* **网页节选**

首页 > 古诗词 > 《一座寺的那些场景》吕娅南
2020
10-18

《一座寺的那些场景》吕娅南

那座寺,地处北国,掩映在故乡南山坡的林海里,叫南山寺,有世外桃源之感。在黄昏飘拂的炊烟里,清幽的晚钟一声声地在耳畔徜徉。在这些图景里,往昔的时光如一幅幅放映的胶片,忽而朦胧,忽而清晰。

春天的时候,南山寺周围的桃花开得灿烂而热烈,“人间四月芳菲尽,山寺桃花始盛开”,远远望去,漫山遍野的桃花,幽静的绽放,飘散着芬芳的气息,在空中荡漾。我喜欢站在家门口向南山眺望,起初,只是一棵树,两棵树的桃花开了,有些孤独、寂寞,然后,我听到花蕾绽放的声音,在早已忘记的某个早晨,很多的桃花盛开,一片,一大片地红了视野,艳艳的妖娆,开得热闹壮观。那时,山峰上耸立着苍松翠柏,半山坡桃花似海,顺着风深呼一口气,桃花的清新直直沁入肺叶。南山寺是小小的山寺,一条小路尽头通向山门,寺旁边流淌着潺潺的溪水,叮叮咚咚地向山下而去,寺的顶部是木制的飞檐,陈旧斑驳,寺里住着两个僧人,一老一少,穿着灰色的僧袍,常常独自出现,背着黄色褡裢,神情肃然,来去匆匆,仿佛总是忙着重要的事情,一举一动带着神秘,我只是好奇地在远处看着他们,那时我看不到佛的影子。很多年后,我知道,他们的一生是朝着自己的心灵走的。

记忆中的天蓝得晶莹清澈,白云在童年的认知里一会儿像奔

腾的马,一会儿像潜伏的雄狮,一会儿又像绵绵的山峦和波澜壮阔的大海。在有风的夜里,听着森林哗哗的涛声连续地涌来,近了,远了;远了,又近了,世界在那一刻里,单纯、美妙,博大而神秘。

(数据集条目)
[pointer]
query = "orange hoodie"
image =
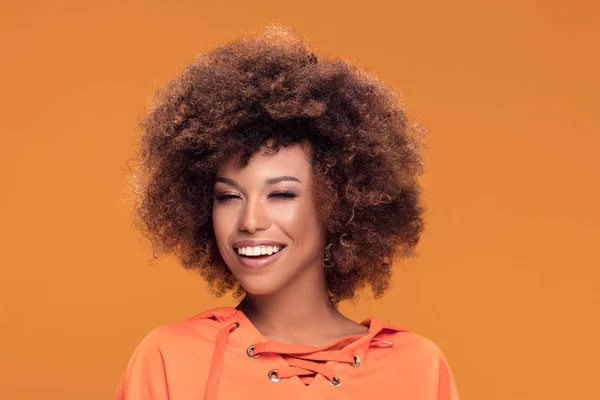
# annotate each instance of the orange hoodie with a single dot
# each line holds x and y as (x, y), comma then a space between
(219, 354)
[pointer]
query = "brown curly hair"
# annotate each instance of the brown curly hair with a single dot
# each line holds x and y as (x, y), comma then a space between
(228, 102)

* **任务说明**
1 > 将数据集条目中的“single dot”替换成“single point”，其他部分一字不改，把这些条目重新写出来，图片不要放进答案。
2 > 从这篇关于南山寺的散文的最后一句之后接着往下续写。

* **逐项结果**
1 >
[pointer]
query = "orange hoodie"
image =
# annotate each instance of the orange hoodie with a single point
# each line holds x and y as (x, y), comma then a space between
(219, 354)
[pointer]
query = "brown curly hair"
# annotate each instance of the brown curly hair with a single point
# each line holds x and y as (x, y), comma then a space between
(228, 102)

2 >
一场风暴来了。桃花飘落,柳笛声扬的时候,街上游荡很多戴着红袖章的人,繁华的闹市出现了大字报,批判这个人,狠斗那个人,名字打着红叉,味儿十足,社会变得惊悚而激荡。那天上午的太阳艳艳的,风清云白,街上人声鼎沸,祖母禁止我出门,我登上家里的木梯,打开阁楼的天窗向外张望,长龙似的人流蜿蜒蛇行般的向南山而去,走在前面的举着红旗,敲着锣鼓,这些男男女女不时地举起戴着红袖章的手臂高呼口号,在不断的重复中,我分辨出:“破四旧,立四新”,“打倒牛鬼蛇神”等等,他们兴奋、乖张,个个像斗士,犹如去完成一项重大使命。祖母告诉我,南山寺要被砸了。我不明白,为什么啊很快的,我就不在意这件事了,那座山寺,我从来没进去过,暗红色的外墙,暗红色的山门挡住了内涵,那时不懂还有一个清澈虚无的空空世界。于是该玩还玩,该干什么还干什么。革命的火热和我没有什么关系。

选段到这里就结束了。